:: What is required ::
Word for word, copy the lines from the one with "For every instance of the palm" to the last line of the data below, counting both, and keep every picture out.

:: Data supplied ::

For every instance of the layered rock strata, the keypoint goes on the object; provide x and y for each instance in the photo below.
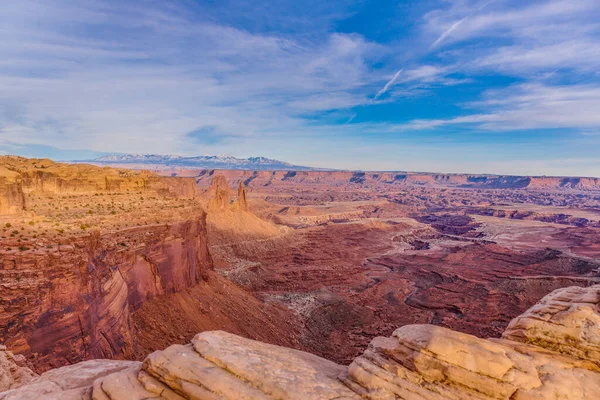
(553, 356)
(76, 301)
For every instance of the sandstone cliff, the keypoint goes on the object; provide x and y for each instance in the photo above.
(550, 352)
(20, 177)
(75, 301)
(344, 178)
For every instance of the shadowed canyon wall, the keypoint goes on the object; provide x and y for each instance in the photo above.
(76, 302)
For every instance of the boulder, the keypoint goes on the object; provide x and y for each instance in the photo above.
(550, 352)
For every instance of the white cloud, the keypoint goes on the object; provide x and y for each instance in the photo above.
(154, 75)
(529, 106)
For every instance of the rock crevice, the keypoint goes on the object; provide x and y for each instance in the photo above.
(549, 352)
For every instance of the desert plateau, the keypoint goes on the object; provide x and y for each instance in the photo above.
(314, 200)
(106, 263)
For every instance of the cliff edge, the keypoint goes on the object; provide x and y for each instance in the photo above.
(549, 352)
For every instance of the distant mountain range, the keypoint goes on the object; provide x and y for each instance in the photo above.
(155, 161)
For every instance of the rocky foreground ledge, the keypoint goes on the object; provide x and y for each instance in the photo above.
(552, 351)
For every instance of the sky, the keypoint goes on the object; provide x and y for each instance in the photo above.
(504, 86)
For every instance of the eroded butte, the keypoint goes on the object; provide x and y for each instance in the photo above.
(112, 263)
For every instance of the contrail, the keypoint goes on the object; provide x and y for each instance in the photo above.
(457, 24)
(387, 85)
(448, 32)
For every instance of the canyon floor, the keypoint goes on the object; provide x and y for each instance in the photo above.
(357, 260)
(107, 263)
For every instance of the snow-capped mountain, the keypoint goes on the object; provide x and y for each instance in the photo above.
(203, 162)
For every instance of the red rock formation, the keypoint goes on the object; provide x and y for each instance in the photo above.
(76, 302)
(418, 362)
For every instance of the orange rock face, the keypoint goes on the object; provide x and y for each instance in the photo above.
(76, 302)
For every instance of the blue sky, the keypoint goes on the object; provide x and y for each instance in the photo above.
(453, 86)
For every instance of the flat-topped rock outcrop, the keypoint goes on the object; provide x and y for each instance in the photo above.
(550, 352)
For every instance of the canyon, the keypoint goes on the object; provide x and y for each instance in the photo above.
(552, 352)
(109, 263)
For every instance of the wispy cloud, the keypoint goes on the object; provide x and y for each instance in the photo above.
(388, 84)
(448, 32)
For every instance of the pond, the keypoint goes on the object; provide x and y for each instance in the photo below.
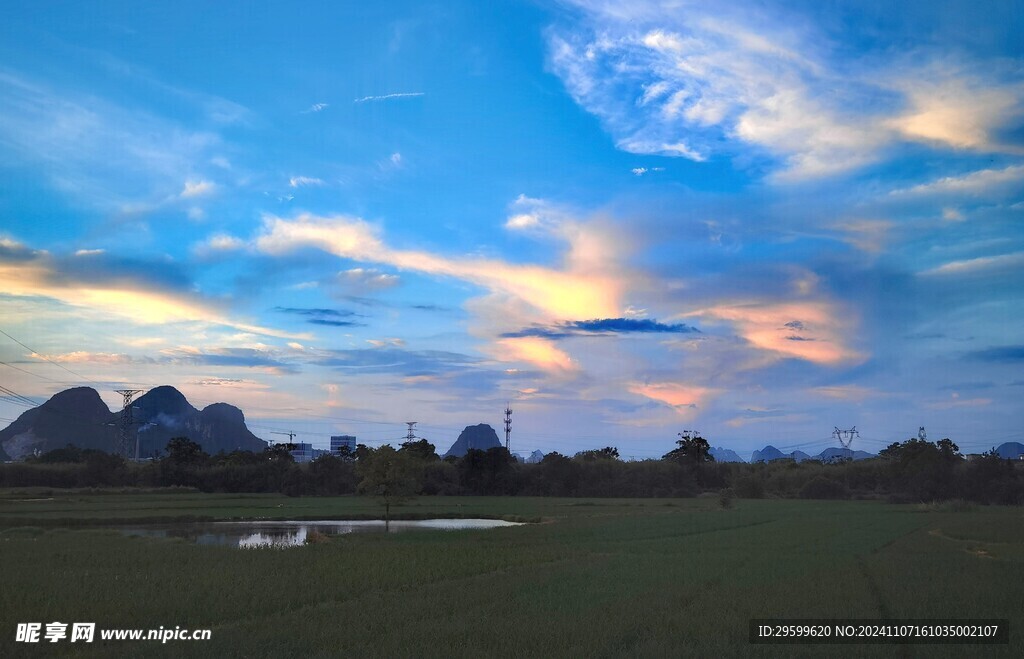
(294, 533)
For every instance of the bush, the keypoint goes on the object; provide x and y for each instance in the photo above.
(823, 487)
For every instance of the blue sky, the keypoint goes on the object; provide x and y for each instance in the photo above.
(760, 221)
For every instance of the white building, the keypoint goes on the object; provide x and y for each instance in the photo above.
(337, 441)
(302, 452)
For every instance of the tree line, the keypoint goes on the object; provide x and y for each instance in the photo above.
(904, 472)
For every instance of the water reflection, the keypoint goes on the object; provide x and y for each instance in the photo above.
(253, 534)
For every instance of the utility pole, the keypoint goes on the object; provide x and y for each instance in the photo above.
(126, 423)
(508, 426)
(846, 437)
(291, 435)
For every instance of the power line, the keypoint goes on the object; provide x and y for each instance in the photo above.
(45, 358)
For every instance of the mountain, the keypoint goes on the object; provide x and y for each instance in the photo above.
(830, 454)
(79, 416)
(164, 412)
(1011, 450)
(725, 455)
(480, 437)
(73, 416)
(767, 454)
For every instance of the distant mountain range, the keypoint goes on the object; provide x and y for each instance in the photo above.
(480, 437)
(79, 416)
(725, 455)
(1011, 450)
(769, 453)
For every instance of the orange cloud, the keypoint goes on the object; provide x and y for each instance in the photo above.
(586, 288)
(125, 298)
(538, 351)
(810, 331)
(681, 397)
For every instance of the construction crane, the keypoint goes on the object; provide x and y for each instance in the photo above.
(291, 436)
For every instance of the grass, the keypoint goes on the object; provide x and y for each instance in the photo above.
(602, 577)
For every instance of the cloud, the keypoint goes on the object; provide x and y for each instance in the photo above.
(1004, 354)
(681, 397)
(83, 356)
(368, 279)
(329, 317)
(218, 244)
(981, 182)
(845, 392)
(147, 293)
(195, 189)
(366, 99)
(304, 181)
(586, 287)
(691, 80)
(961, 113)
(97, 151)
(980, 264)
(866, 235)
(602, 326)
(537, 351)
(392, 359)
(810, 331)
(262, 359)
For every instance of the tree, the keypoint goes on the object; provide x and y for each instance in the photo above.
(421, 449)
(947, 449)
(388, 475)
(608, 452)
(184, 452)
(694, 450)
(492, 472)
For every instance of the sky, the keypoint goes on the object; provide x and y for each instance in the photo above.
(626, 219)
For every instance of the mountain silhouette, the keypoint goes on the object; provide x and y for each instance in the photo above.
(79, 416)
(480, 437)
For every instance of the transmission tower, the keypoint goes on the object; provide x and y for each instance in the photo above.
(124, 446)
(508, 425)
(846, 437)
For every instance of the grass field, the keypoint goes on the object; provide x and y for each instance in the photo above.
(597, 578)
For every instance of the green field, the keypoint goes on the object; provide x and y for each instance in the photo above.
(596, 577)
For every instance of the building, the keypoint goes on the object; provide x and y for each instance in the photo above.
(337, 441)
(302, 452)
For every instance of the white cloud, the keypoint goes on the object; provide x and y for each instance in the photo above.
(195, 188)
(689, 80)
(588, 286)
(98, 151)
(981, 264)
(980, 182)
(388, 96)
(300, 181)
(368, 278)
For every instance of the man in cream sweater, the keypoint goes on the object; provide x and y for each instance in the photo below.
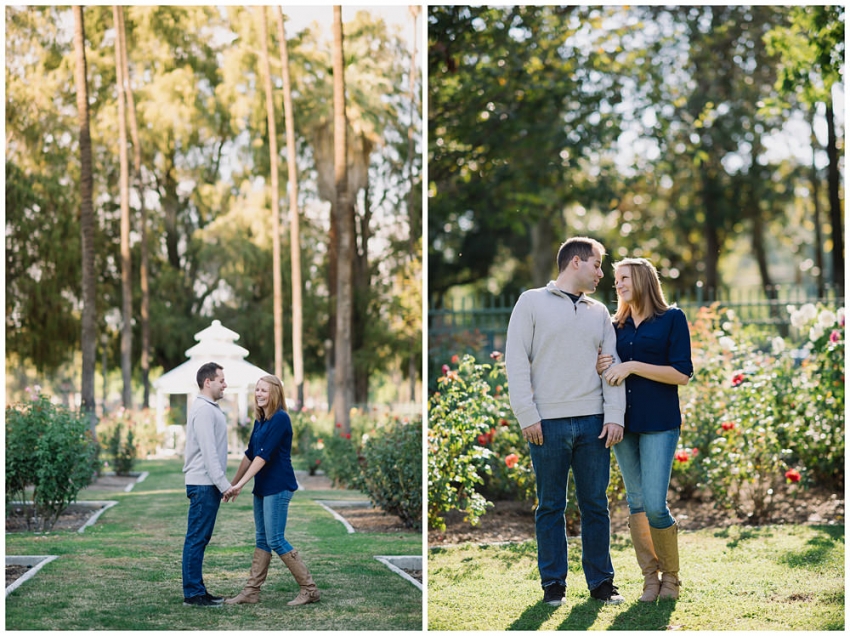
(568, 415)
(204, 469)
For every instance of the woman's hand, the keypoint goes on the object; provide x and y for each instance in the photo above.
(603, 362)
(231, 493)
(616, 374)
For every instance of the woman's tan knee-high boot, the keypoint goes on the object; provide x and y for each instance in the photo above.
(259, 570)
(645, 552)
(666, 543)
(309, 592)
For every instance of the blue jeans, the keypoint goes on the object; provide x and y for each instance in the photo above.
(572, 443)
(204, 502)
(646, 460)
(270, 521)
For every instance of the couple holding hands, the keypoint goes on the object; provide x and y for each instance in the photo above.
(267, 460)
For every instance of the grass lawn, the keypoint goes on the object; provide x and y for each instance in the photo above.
(124, 573)
(769, 578)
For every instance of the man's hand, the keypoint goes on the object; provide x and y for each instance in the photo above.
(613, 434)
(603, 361)
(617, 374)
(231, 494)
(534, 434)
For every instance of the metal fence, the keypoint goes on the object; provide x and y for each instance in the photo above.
(481, 324)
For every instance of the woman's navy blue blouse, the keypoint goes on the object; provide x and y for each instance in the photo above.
(272, 440)
(661, 340)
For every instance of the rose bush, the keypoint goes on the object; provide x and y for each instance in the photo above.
(476, 450)
(759, 409)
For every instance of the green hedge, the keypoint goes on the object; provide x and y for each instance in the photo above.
(50, 450)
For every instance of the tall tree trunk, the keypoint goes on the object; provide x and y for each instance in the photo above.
(413, 224)
(294, 221)
(343, 372)
(87, 225)
(126, 261)
(752, 208)
(710, 197)
(835, 212)
(542, 261)
(815, 179)
(275, 196)
(361, 297)
(143, 222)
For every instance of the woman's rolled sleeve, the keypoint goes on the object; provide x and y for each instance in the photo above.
(679, 351)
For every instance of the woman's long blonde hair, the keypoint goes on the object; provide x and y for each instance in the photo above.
(647, 296)
(277, 400)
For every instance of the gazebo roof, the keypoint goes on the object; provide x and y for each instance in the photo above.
(216, 343)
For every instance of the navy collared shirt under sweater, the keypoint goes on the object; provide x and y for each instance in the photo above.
(661, 340)
(272, 440)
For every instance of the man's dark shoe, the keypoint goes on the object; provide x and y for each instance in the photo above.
(608, 593)
(204, 600)
(554, 594)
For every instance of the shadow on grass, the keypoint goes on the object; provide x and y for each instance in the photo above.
(645, 617)
(533, 617)
(741, 535)
(819, 550)
(582, 616)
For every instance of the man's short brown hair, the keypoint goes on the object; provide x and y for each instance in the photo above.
(580, 246)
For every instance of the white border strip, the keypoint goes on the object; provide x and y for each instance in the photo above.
(141, 478)
(26, 560)
(386, 560)
(106, 506)
(337, 516)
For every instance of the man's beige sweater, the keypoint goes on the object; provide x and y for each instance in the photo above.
(550, 358)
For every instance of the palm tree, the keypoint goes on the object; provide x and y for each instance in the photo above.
(89, 330)
(276, 277)
(413, 218)
(343, 372)
(124, 181)
(294, 226)
(145, 256)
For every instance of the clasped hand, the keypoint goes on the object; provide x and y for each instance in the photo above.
(231, 493)
(613, 374)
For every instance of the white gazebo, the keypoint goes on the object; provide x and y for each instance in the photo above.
(217, 344)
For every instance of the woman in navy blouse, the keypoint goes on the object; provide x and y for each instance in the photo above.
(268, 460)
(654, 346)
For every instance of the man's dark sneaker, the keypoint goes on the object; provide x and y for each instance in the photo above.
(608, 593)
(204, 600)
(554, 594)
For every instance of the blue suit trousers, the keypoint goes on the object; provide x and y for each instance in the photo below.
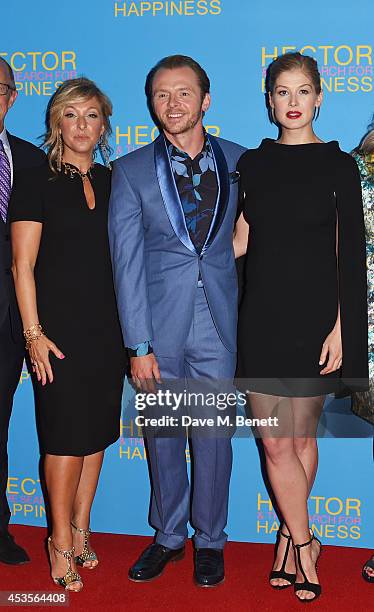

:: Exercise answer ::
For every instance of the palm tree, the keypoint goes on the object; provide x and y for each instance in the photo above.
(89, 330)
(276, 277)
(413, 218)
(343, 372)
(124, 181)
(294, 226)
(145, 256)
For every instance of the clasped hand, the keypoint goes on the object; provide x and y for each instance in the photo above.
(231, 493)
(613, 374)
For every instance of the white gazebo, the keypoint goes on the object; provide x and y for each instance in the photo above.
(217, 344)
For every instance of the woman in navy blouse, the keypoint goes on the object; provide x and y for each instance in the photo above.
(268, 460)
(654, 346)
For every instance of the man's dark sneaker, the keypoint goes on the object; provide x and y for each instance in the photo above.
(608, 593)
(204, 600)
(554, 594)
For every instance of the blue suit trousers, the keypoint goes on the object; provide x and y for each instance in the photo below.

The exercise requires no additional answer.